> [What you have to do]
Set down every one of the entries below again, word for word and line for line.
::::
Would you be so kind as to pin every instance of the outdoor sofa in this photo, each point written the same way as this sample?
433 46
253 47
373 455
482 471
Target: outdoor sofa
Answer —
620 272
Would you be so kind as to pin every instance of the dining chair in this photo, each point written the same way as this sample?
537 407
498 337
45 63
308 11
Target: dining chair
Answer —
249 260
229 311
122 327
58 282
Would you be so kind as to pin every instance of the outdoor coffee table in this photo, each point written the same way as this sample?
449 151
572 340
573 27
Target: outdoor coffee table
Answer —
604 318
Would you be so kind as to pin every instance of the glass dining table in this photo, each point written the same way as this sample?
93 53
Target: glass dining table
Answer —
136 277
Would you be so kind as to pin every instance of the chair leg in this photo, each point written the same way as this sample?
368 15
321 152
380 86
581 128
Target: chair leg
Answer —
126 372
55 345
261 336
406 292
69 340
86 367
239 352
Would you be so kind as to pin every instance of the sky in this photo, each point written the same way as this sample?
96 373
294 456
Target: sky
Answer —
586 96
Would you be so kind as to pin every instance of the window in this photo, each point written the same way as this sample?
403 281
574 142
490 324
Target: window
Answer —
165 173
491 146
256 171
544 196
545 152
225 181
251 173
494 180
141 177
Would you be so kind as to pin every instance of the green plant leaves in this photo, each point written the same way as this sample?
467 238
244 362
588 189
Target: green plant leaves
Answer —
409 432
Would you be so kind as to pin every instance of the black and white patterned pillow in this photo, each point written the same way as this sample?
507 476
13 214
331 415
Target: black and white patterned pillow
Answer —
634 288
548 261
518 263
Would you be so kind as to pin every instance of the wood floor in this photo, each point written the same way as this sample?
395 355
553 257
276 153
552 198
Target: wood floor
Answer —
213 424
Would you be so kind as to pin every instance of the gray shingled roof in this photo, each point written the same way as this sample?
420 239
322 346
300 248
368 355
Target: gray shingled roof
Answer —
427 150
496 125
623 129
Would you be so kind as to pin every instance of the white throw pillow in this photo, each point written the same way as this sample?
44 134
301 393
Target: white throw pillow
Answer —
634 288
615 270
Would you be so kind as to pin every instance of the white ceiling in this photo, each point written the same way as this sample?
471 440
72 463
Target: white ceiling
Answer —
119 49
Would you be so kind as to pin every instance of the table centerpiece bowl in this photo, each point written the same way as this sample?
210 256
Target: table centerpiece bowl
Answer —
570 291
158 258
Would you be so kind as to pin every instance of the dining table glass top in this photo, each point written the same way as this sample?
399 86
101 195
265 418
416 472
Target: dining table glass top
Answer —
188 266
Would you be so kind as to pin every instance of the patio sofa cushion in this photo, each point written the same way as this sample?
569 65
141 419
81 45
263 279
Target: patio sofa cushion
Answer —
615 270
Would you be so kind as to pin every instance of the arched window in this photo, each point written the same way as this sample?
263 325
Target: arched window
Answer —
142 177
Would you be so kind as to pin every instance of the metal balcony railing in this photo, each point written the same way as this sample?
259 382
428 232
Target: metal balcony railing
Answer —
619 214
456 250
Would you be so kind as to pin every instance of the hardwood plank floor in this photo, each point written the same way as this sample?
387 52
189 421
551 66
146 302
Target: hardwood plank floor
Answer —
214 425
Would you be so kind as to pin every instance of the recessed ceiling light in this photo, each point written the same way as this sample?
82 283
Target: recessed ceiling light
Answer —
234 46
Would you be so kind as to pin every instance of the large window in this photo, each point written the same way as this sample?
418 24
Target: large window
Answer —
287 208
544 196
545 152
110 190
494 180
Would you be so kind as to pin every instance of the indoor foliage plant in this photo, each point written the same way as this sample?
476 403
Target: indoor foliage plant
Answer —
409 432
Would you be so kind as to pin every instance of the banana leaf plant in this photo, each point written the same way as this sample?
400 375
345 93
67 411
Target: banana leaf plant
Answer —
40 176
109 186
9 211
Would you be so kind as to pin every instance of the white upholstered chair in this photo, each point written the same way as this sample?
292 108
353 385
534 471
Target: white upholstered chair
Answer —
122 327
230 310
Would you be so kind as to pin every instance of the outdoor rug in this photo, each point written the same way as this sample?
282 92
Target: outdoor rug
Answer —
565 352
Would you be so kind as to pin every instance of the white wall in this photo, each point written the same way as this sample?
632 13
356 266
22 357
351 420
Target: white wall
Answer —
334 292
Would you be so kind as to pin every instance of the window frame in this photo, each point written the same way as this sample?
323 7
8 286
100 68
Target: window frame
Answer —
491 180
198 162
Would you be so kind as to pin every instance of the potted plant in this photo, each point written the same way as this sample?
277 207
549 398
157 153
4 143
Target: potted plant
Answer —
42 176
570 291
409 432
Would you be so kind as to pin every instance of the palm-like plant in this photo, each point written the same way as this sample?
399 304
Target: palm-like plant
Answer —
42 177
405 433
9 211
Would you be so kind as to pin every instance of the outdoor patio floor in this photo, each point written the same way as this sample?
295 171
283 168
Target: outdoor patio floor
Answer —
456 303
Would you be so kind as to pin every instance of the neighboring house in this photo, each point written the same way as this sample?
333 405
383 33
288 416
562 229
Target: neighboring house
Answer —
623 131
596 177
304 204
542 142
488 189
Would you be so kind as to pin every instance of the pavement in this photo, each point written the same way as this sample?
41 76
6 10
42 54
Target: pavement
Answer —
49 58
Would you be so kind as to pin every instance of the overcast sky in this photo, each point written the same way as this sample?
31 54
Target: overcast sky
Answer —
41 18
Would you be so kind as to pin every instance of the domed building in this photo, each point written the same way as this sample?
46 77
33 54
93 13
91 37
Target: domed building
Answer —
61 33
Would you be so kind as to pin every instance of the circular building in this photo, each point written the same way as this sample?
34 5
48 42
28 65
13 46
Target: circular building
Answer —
::::
> [Finished answer]
Would you be so kind as to pin every instance of the outdoor sofa in this photo, each point written the same way as this sample?
433 46
253 47
373 455
482 471
Target: outdoor sofa
Answer —
620 272
Would you be so kind as to pin every instance of the dining chair in this photo, each point written the same way as this sample?
537 407
498 337
45 63
308 11
Target: dining chair
Answer —
249 260
229 311
122 327
58 282
Would you be so kind as to pin every instance of the outdoor coffee table in this photo, each point written the same way as this sample?
449 151
572 340
573 27
Target: outdoor coffee table
Answer —
604 318
Would you be so kind as to pin every instance of the glass dining table in this photo, each point written the same way as this sample?
93 53
Target: glass dining table
Answer —
136 277
Would you be so kind as to pin every instance of the chair leg in this photo, each point written the same way as this sample?
368 15
321 152
380 86
581 128
Target: chair leg
Answer —
126 372
55 345
261 336
406 292
69 340
86 367
239 352
Would you be so kind as to pin every instance of the sky in this photo, each point written the same way as this sample?
96 373
294 456
Target: sky
Answer —
586 96
Would you be so kind as to pin every instance of the window in this photo, each point written the same way as this sample?
403 281
574 142
490 324
Target: window
Answer —
165 173
491 146
256 171
544 196
545 152
225 181
251 173
494 180
141 177
Would you be so kind as to pin every instance of the green plant leaves in this photo, each point written the same way as this sample?
467 238
244 362
588 189
Target: green plant leaves
Answer —
409 432
Would you be so kind as to pin every instance of the black and white patterned pillow in this photo, each point written the same way as this sample?
507 476
13 214
331 415
Target: black and white patterned pillow
Answer —
634 288
548 261
518 263
Would you be so kind as to pin every instance of the wood floor in this photo, each point written the same way as this sample?
395 355
553 257
276 153
552 198
Target: wood floor
Answer —
213 424
Would you be so kind as to pin every instance of the gray shingled roof in this photo, each point written the same way as this sample?
420 239
322 346
300 248
368 355
Target: gray shingled roof
Answer —
427 150
496 125
623 129
Would you be so kind as to pin every instance of the white throw pillow in this photo, each point written the same way as this sample?
44 134
301 393
Target: white throw pillow
Answer —
634 288
615 270
Would you be so kind as to pin every instance of the white ceiling in this photo, each point written the same way as this sample?
471 440
72 463
Target: white ceiling
Answer —
119 49
Would you be so kind as to pin every instance of the table centerpiece bowl in this photo, each point written the same way as this sample?
210 256
Target: table centerpiece bowl
Answer —
570 291
158 258
Would you be so kind as to pin every instance of the dining table glass top in this photo, each point written the same way as this sample?
399 86
101 195
265 418
416 472
Target: dining table glass top
Answer —
188 266
Would you be so kind as to pin every instance of the patio sofa cushion in this photo, each point written the same way as this sample?
569 65
141 419
81 45
263 279
Target: patio sofa cushion
Answer —
615 270
Would you be so kind as to pin every instance of the arched window in this photo, each point written the same way as this sample?
263 325
Target: arched window
Answer —
142 177
Would you be so kind as to pin every instance of the metal balcony railing in this photo, each point written the same way as this sample?
259 382
428 232
Target: metal balcony railing
Answer —
619 214
456 250
Would you be so kind as to pin every instance of the hardwood plank floor in this photo, each point written the same way as this sample?
387 52
189 421
551 66
146 302
Target: hardwood plank floor
Answer —
214 425
Would you be so kind as to pin every instance of the recessed ceiling light in this photo, each point written the same way as this sample?
82 283
Target: recessed ceiling light
Answer —
234 46
Would you be so kind as to pin every instance of the large window in this photo, each point written the same way as this sample?
418 24
Target: large window
Answer —
287 208
544 196
545 152
110 190
494 180
Would you be so kind as to pin every instance of the indoor foliage plant in this photo, each point written the same way as this sample?
476 403
Target: indoor foliage plant
Answer —
409 432
Would you be so kind as to pin every instance of the banana leaf plant in this photo, each point written the same way as this sample?
400 375
345 93
67 411
Target: banana leaf plant
Answer —
40 176
109 186
9 211
Would you be so kind as to pin every instance of the white upholstered chair in this photo, each point written the same way as this sample?
292 108
353 385
534 471
Target: white upholstered chair
Answer —
122 327
230 310
Would you be so kind as to pin every instance of the outdoor rug in this photo, each point written the same way as this sample?
282 92
Target: outdoor rug
Answer —
565 352
Would you be so kind as to pin every instance of the white wall in this photo, each point written the same way as this sample?
632 13
356 266
22 357
351 420
Target: white wall
Answer —
334 292
Would you be so kind as to pin every instance of the window frame in this photo, each point written the same way as this sample?
323 7
8 286
100 68
Target: window frame
Answer —
491 180
198 162
Would you be so kind as to pin every instance of the potted plant in this photo, each point written the same way as this sample?
277 207
549 398
157 153
4 143
Target: potted plant
Answer —
42 176
570 291
409 432
Would you be so kind as to pin every instance of the palm-like plant in this photo, each point written the same way as this sample?
399 304
Target: palm-like plant
Answer —
42 177
405 433
9 211
Would you be so kind as to pin every instance of the outdoor patio floor in this photo, each point written the same way as this sample?
295 171
283 168
Target: outdoor patio floor
Answer —
456 303
Would you be so kind as to pin every instance of the neighboring house in this photo, each point written the same way as this sample?
333 405
383 33
288 416
562 229
Target: neighboring house
Answer —
623 131
596 177
304 204
542 142
488 189
Would you be so kind as to pin every instance of the pavement in this photo, each point written the same way as this sample?
41 76
6 10
42 54
Target: pavement
Answer —
49 58
Would you be so kind as to pin every instance of the overcast sky in this photo, each point written the same way as this sample?
31 54
Target: overcast sky
Answer —
41 18
Would you be so kind as to pin every instance of the domed building in this photo, each point written the same way as this sample?
46 77
33 54
93 13
91 37
Target: domed building
Answer —
61 33
Would you be so kind as to pin every instance of the circular building in this photo, each point written the same way as this sample?
34 5
48 42
28 65
13 46
Target: circular building
Answer —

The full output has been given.